TASK
Begin at the line below that has "drop a dot on the stacked" and stop after the line that has "drop a dot on the butterfly body". Please restate only those lines, word for word.

EXERCISE INPUTS
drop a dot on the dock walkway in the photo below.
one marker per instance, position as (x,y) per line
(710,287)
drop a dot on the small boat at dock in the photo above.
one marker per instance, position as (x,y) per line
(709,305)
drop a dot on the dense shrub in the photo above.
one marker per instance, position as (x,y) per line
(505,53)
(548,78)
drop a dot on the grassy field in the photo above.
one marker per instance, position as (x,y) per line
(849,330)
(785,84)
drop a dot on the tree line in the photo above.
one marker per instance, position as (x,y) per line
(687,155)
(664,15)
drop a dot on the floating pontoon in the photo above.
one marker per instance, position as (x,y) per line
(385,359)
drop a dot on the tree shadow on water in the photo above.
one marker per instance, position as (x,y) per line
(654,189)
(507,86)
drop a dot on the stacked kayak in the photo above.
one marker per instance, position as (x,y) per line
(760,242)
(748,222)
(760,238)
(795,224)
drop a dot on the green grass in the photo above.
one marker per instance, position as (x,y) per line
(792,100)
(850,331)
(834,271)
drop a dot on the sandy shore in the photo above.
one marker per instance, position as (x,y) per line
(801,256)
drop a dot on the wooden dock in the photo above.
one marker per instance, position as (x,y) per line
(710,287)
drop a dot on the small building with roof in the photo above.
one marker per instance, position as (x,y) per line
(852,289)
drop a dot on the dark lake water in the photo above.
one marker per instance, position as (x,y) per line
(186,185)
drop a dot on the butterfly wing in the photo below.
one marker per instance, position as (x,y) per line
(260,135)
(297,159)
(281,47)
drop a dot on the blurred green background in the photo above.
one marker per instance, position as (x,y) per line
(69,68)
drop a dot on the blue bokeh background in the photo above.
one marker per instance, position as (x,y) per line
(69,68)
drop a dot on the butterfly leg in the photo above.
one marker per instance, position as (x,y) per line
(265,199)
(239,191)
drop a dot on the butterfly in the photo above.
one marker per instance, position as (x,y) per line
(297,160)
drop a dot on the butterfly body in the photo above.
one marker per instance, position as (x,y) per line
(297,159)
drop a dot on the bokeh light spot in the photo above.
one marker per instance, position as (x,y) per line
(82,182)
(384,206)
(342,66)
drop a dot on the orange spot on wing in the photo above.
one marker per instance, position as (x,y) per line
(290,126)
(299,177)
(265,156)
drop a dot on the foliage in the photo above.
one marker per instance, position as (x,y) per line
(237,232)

EXERCISE ANSWER
drop a dot on the stacked kayak in the photo above.
one marker per instance, position as (x,y) per line
(760,242)
(748,222)
(760,238)
(795,224)
drop a dot on the green grass in the photo above.
one marker per instance, position as (x,y) per line
(792,100)
(850,331)
(834,271)
drop a dot on the sandy shore in the photo above.
one marker per instance, position as (x,y) per line
(801,256)
drop a dot on the wooden dock in the photo above.
one marker per instance, position as (x,y) per line
(710,287)
drop a dot on the small building with roof in the photo above.
one marker per instance, position as (x,y) per line
(852,289)
drop a dot on the dark lake water in the photo above.
one marker per instance, position as (x,y) per line
(186,185)
drop a dot on the butterfly wing in the photo below.
one marker per instance, position as (x,y) per line
(260,135)
(297,159)
(281,47)
drop a dot on the blurred green background in the photo above.
one marker per instance, position as (x,y) per line
(69,68)
drop a dot on the blue bokeh background in the photo above.
one marker per instance, position as (x,y) per line
(69,68)
drop a dot on the butterfly leg in the photo above.
one marker per instance, position as (x,y) per line
(265,199)
(239,191)
drop a dot on the butterfly in the photo above.
one marker per instance, position as (x,y) per line
(297,160)
drop a dot on the butterfly body in the photo above.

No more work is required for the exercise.